→ **TASK INSTRUCTIONS**
Each entry below should be given again exactly; the pictures stay out.

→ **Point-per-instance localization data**
**********
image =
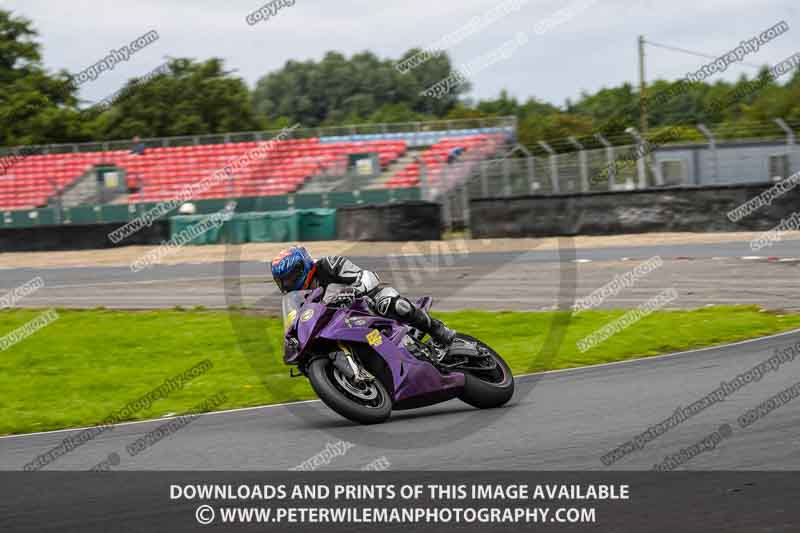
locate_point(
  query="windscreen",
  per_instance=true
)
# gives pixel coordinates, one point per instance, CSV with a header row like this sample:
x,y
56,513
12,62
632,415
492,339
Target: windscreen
x,y
290,304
**********
→ **RESULT OF THE EXERCISE**
image =
locate_point(
  query="windscreen",
  per_instance=true
)
# gives pixel coordinates, one point per instance, CSV with a header row like this sample:
x,y
56,513
12,62
632,415
492,339
Target: windscreen
x,y
290,304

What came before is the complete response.